■ Excerpt to read
════

“We are engaging with our NATO allies on this middle ground approach to determine whether it can gain consensus,” the senior official said. “We are seeking to find common ground on language that supports NATO’s commitment to Ukraine’s transatlantic integration.”
For the plan to move forward, “the alliance would need to go along with it.”
Stoltenberg told USA Today this week that he saw “no point” in holding the summit without offering a clear “signal” that Ukraine would eventually be a NATO member. The Washington Post first reported the Biden administration’s interest in the plan.
Ivo Daalder, the U.S. ambassador to NATO from 2009 to 2013, called the MAP-removal idea a “significant” step. “It does mean that you can get to the process of membership much more speedily,” he said. “It tells the Ukrainians they are moving closer.”
The process can take years. North Macedonia, which joined the alliance in 2020, entered its MAP in 1999 when the country had a different official name, the Republic of Macedonia.

════

■ Information given
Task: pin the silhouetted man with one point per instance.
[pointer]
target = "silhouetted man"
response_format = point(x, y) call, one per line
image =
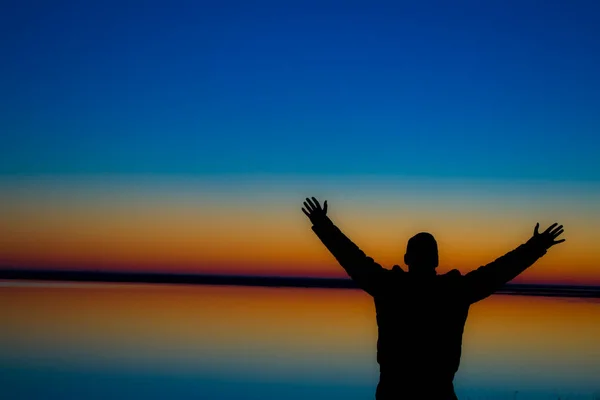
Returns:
point(420, 314)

════

■ Exercise requirements
Please continue the article on Ukraine and NATO from where it stops. The records have no connection to the article on Ukraine and NATO.

■ Response to the exercise
Ukraine sought membership in NATO in 2008. But Russia was openly against the idea, a stance that made allies such as France and Germany nervous about spelling out the steps that Ukraine and Georgia should have to take in their MAPs in order to join. Doing so would signal to Moscow that, eventually, those former Soviet countries would form part of the Western military bloc it opposes.
The alliance’s compromise decision, codified in NATO’s Bucharest Summit Declaration, was that both nations wouldn’t be told what their specific MAP should be but would someday become members. Russia still invaded Georgia four months afterward. Ukraine’s movement toward membership was scrapped in 2010 after Viktor Yanukovych, who saw no need for further integration with NATO, became Ukraine’s president.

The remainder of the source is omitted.